SageMaker Clarify E2E Test#

Simple end-to-end test for the Clarify utils implementation

import sys
import pandas as pd
import numpy as np
from sklearn.datasets import make_classification
from sklearn.ensemble import RandomForestClassifier
from sklearn.model_selection import train_test_split
import joblib
import boto3

# Add the clarify utils to path
# sys.path.insert(0, '/Users/mollyhe/Documents/SageMaker/sagemaker-python-sdk-staging-molly/sagemaker_utils/src')

from sagemaker.core.clarify import (
    SageMakerClarifyProcessor,
    DataConfig,
    BiasConfig,
    ModelConfig,
    SHAPConfig
)
from sagemaker.core.helper.session_helper import Session,get_execution_role
role = get_execution_role()

1. Create Sample Data#

# Create synthetic dataset
X, y = make_classification(
    n_samples=1000,
    n_features=10,
    n_informative=5,
    n_redundant=2,
    random_state=42
)

# Add a sensitive feature (simulating gender: 0=female, 1=male)
sensitive_feature = np.random.binomial(1, 0.4, size=X.shape[0])
X = np.column_stack([X, sensitive_feature])

# Create DataFrame
feature_names = [f'feature_{i}' for i in range(10)] + ['gender']
df = pd.DataFrame(X, columns=feature_names)
df['target'] = y

print(f"Dataset shape: {df.shape}")
print(f"Target distribution: {df['target'].value_counts()}")
print(f"Gender distribution: {df['gender'].value_counts()}")

2. Train Simple Model#

# Split data
X_train, X_test, y_train, y_test = train_test_split(
    df.drop('target', axis=1), df['target'], test_size=0.2, random_state=42
)

# Train model
model = RandomForestClassifier(n_estimators=10, random_state=42)
model.fit(X_train, y_train)

print(f"Model accuracy: {model.score(X_test, y_test):.3f}")

3. Upload Data to S3#

# Setup S3 paths
session = Session()
bucket = session.default_bucket()
prefix = 'clarify-test'

# Save test data (without target for inference)
test_data = X_test.copy()
test_data['target'] = y_test
test_data.to_csv('/tmp/test_data.csv', index=False)

# Save model
joblib.dump(model, '/tmp/model.joblib')

# Upload to S3
s3_client = boto3.client('s3')
s3_client.upload_file('/tmp/test_data.csv', bucket, f'{prefix}/data/test_data.csv')
s3_client.upload_file('/tmp/model.joblib', bucket, f'{prefix}/model/model.joblib')

data_uri = f's3://{bucket}/{prefix}/data/test_data.csv'
output_uri = f's3://{bucket}/{prefix}/output'

print(f"Data uploaded to: {data_uri}")
print(f"Output will be saved to: {output_uri}")

4. Configure Clarify#

# Data configuration
data_config = DataConfig(
    s3_data_input_path=data_uri,
    s3_output_path=output_uri,
    label='target',
    headers=list(test_data.columns),
    dataset_type='text/csv'
)

# Bias configuration
bias_config = BiasConfig(
    label_values_or_threshold=[1],  # Positive class
    facet_name='gender',
    facet_values_or_threshold=[1]   # Male as sensitive group
)

### [TASK SET]
1. How many samples does the Clarify test generate for its synthetic dataset?
2. Please rewrite the stretch of the Clarify test from "model.fit(X_train, y_train)" through "test_data = X_test.copy()", renaming "prefix" to "s3_prefix".
3. Translate this comment from the Clarify test into Spanish: "Add the clarify utils to path."

### [DATASET SECTION]
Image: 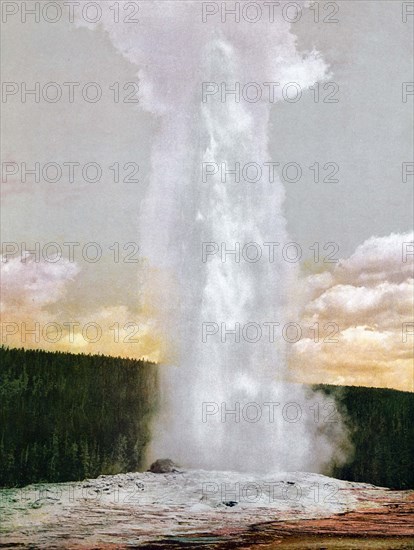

### [FINAL ANSWERS]
1. 1000

2.
model.fit(X_train, y_train)

print(f"Model accuracy: {model.score(X_test, y_test):.3f}")

3. Upload Data to S3#

# Setup S3 paths
session = Session()
bucket = session.default_bucket()
s3_prefix = 'clarify-test'

# Save test data (without target for inference)
test_data = X_test.copy()

3. Agrega las utilidades de Clarify a la ruta.